■ **Stated exercise**: From the items below, pull out each line that contains the string "nose", copying those lines in full. Case counts.

__________________________________________________

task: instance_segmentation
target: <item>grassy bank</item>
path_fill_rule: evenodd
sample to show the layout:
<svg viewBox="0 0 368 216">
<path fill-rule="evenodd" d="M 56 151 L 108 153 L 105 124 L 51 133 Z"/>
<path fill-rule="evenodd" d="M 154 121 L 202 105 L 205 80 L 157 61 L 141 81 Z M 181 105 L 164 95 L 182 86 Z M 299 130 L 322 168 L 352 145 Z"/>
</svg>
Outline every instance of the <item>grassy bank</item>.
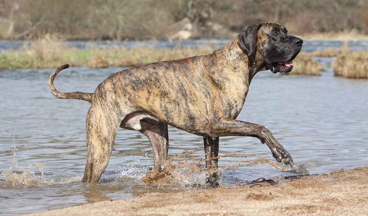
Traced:
<svg viewBox="0 0 368 216">
<path fill-rule="evenodd" d="M 21 50 L 4 51 L 0 55 L 0 69 L 50 68 L 66 63 L 72 67 L 92 68 L 135 66 L 209 54 L 215 49 L 209 46 L 196 49 L 136 47 L 82 50 L 67 48 L 55 41 L 48 36 Z"/>
<path fill-rule="evenodd" d="M 333 60 L 332 69 L 335 76 L 368 79 L 368 52 L 351 51 L 343 45 L 340 54 Z"/>
<path fill-rule="evenodd" d="M 164 60 L 206 55 L 215 49 L 210 46 L 196 49 L 146 47 L 79 49 L 67 47 L 60 38 L 50 35 L 18 50 L 4 50 L 0 55 L 0 69 L 53 68 L 68 63 L 71 67 L 94 68 L 136 66 Z M 294 60 L 291 74 L 319 75 L 321 67 L 307 54 Z"/>
<path fill-rule="evenodd" d="M 321 71 L 325 70 L 325 66 L 312 59 L 311 56 L 300 53 L 293 61 L 294 65 L 290 75 L 320 76 Z"/>
</svg>

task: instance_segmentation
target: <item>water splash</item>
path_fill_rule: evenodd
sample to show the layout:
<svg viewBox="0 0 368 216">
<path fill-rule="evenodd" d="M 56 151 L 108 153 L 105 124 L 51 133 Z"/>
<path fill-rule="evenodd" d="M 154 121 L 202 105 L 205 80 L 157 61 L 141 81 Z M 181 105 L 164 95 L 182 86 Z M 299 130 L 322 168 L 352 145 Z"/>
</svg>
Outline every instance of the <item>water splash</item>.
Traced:
<svg viewBox="0 0 368 216">
<path fill-rule="evenodd" d="M 156 166 L 155 169 L 147 172 L 142 180 L 148 183 L 177 185 L 185 187 L 204 185 L 205 184 L 206 175 L 207 174 L 216 172 L 220 175 L 222 171 L 231 168 L 238 167 L 245 163 L 251 166 L 269 166 L 283 171 L 293 170 L 290 166 L 286 166 L 287 167 L 280 167 L 270 160 L 254 154 L 226 154 L 206 160 L 194 156 L 189 158 L 183 157 L 184 154 L 191 155 L 193 152 L 193 151 L 189 152 L 185 150 L 179 155 L 168 157 Z M 212 160 L 230 156 L 256 157 L 258 159 L 244 160 L 235 164 L 218 168 L 206 168 L 201 164 Z M 159 166 L 160 166 L 162 169 L 162 171 L 160 173 L 159 173 L 156 170 Z"/>
<path fill-rule="evenodd" d="M 15 158 L 15 151 L 18 147 L 15 146 L 12 151 L 14 157 L 12 161 L 12 166 L 7 170 L 4 170 L 1 173 L 3 181 L 0 182 L 1 185 L 4 186 L 26 186 L 48 185 L 54 183 L 54 181 L 47 181 L 45 178 L 43 173 L 45 164 L 38 163 L 29 162 L 29 165 L 22 166 L 18 164 Z M 15 168 L 15 169 L 14 169 Z M 16 170 L 14 171 L 14 169 Z M 40 175 L 36 175 L 36 172 L 39 171 Z"/>
</svg>

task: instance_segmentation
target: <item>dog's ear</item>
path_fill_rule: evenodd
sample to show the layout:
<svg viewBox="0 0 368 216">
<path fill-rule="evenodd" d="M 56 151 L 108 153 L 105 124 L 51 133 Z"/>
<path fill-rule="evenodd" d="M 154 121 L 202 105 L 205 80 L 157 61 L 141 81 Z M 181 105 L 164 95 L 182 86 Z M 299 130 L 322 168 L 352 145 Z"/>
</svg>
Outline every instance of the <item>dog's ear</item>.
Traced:
<svg viewBox="0 0 368 216">
<path fill-rule="evenodd" d="M 252 55 L 257 45 L 257 33 L 261 24 L 254 23 L 247 27 L 238 35 L 238 44 L 248 56 Z"/>
</svg>

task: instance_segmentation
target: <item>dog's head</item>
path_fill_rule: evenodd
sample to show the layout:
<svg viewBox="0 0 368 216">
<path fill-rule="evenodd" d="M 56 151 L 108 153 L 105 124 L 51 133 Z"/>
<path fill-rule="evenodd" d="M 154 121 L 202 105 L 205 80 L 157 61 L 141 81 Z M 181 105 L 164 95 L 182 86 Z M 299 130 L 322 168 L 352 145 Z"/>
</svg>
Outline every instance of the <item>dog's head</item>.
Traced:
<svg viewBox="0 0 368 216">
<path fill-rule="evenodd" d="M 294 66 L 293 60 L 301 49 L 303 40 L 287 34 L 285 27 L 276 22 L 254 23 L 238 35 L 238 45 L 250 56 L 256 51 L 274 73 L 289 73 Z"/>
</svg>

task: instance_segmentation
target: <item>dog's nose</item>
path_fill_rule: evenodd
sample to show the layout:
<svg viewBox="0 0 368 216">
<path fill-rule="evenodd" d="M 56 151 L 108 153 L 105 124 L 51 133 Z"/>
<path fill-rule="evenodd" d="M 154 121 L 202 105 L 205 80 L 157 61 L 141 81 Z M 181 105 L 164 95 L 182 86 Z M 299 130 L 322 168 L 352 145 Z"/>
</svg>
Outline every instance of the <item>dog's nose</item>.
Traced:
<svg viewBox="0 0 368 216">
<path fill-rule="evenodd" d="M 303 40 L 301 38 L 296 38 L 294 39 L 294 42 L 297 45 L 301 45 L 303 44 Z"/>
</svg>

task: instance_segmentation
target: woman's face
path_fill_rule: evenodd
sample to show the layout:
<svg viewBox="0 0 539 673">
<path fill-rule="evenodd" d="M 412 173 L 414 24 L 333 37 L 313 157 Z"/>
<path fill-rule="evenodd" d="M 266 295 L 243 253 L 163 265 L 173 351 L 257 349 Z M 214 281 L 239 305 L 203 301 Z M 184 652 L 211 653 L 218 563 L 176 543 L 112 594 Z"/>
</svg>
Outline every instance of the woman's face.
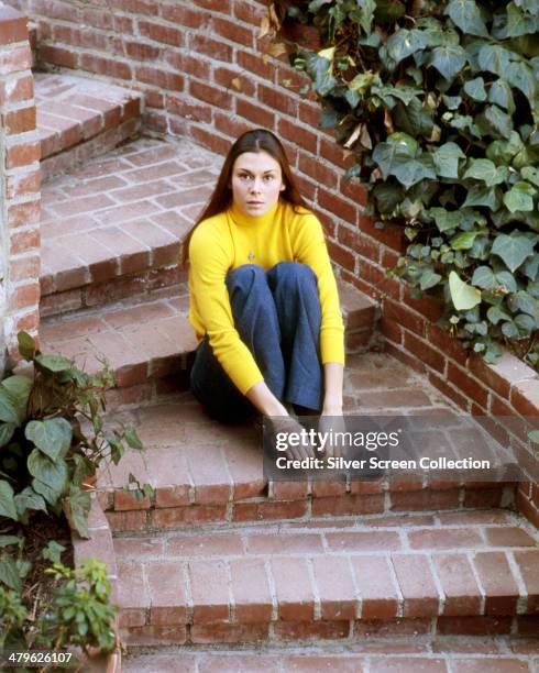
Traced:
<svg viewBox="0 0 539 673">
<path fill-rule="evenodd" d="M 263 216 L 286 188 L 280 165 L 266 152 L 244 152 L 232 166 L 232 198 L 245 214 Z"/>
</svg>

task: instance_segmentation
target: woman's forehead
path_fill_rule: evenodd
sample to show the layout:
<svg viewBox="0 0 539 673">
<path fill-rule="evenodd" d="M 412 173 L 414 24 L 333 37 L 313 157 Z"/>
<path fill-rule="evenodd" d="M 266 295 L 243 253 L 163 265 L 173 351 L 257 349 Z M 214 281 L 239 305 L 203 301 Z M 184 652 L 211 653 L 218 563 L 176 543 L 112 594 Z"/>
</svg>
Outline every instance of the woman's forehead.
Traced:
<svg viewBox="0 0 539 673">
<path fill-rule="evenodd" d="M 235 159 L 234 169 L 244 169 L 251 173 L 280 172 L 280 165 L 267 152 L 244 152 Z"/>
</svg>

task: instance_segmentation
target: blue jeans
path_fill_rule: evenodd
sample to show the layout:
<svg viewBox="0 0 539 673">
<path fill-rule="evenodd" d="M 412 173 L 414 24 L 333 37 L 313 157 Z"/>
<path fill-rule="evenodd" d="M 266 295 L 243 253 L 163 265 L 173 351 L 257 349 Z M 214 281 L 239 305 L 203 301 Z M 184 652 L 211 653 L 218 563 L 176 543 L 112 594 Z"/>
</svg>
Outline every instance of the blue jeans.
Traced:
<svg viewBox="0 0 539 673">
<path fill-rule="evenodd" d="M 226 283 L 234 327 L 268 388 L 282 401 L 320 409 L 321 310 L 312 269 L 280 262 L 266 273 L 245 264 L 229 272 Z M 238 422 L 256 413 L 213 355 L 208 335 L 197 349 L 190 383 L 195 397 L 218 420 Z"/>
</svg>

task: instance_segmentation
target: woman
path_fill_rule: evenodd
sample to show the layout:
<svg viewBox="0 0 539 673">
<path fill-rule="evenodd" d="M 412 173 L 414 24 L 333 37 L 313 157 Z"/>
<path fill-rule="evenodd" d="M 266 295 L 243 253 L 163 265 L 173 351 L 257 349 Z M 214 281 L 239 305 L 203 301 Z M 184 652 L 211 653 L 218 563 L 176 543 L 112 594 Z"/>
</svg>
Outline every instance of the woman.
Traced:
<svg viewBox="0 0 539 673">
<path fill-rule="evenodd" d="M 234 142 L 189 239 L 189 319 L 201 339 L 191 388 L 209 413 L 288 416 L 289 404 L 340 416 L 336 280 L 275 135 L 256 129 Z"/>
</svg>

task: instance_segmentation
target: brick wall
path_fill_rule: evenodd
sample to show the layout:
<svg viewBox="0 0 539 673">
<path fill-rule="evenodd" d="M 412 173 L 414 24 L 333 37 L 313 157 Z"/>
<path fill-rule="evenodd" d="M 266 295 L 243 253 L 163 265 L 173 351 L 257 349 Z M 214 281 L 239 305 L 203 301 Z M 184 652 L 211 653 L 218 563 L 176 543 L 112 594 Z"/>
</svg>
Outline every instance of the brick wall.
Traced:
<svg viewBox="0 0 539 673">
<path fill-rule="evenodd" d="M 0 2 L 0 353 L 35 333 L 40 300 L 40 145 L 26 19 Z M 2 363 L 3 364 L 3 363 Z"/>
<path fill-rule="evenodd" d="M 339 273 L 382 307 L 387 350 L 410 364 L 465 411 L 539 417 L 539 379 L 507 355 L 486 366 L 431 321 L 438 307 L 414 300 L 385 269 L 403 250 L 402 230 L 365 216 L 365 191 L 342 179 L 351 159 L 317 128 L 319 107 L 299 93 L 306 77 L 286 55 L 262 56 L 266 2 L 257 0 L 12 0 L 38 29 L 43 65 L 76 68 L 145 93 L 146 128 L 194 139 L 224 154 L 242 131 L 262 125 L 284 141 L 305 196 L 320 214 Z M 539 461 L 512 432 L 529 483 L 519 505 L 539 525 Z M 535 484 L 535 486 L 532 486 Z"/>
</svg>

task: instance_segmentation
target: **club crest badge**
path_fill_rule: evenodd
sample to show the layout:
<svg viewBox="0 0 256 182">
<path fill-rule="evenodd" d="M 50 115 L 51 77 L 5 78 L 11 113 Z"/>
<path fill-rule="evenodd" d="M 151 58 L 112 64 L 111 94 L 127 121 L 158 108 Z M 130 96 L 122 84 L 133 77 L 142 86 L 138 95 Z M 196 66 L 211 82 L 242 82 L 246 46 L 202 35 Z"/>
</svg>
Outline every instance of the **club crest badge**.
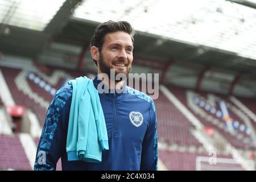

__________________________________________________

■ **Answer to this exercise**:
target: <item>dog's nose</item>
Outline every instance of the <item>dog's nose</item>.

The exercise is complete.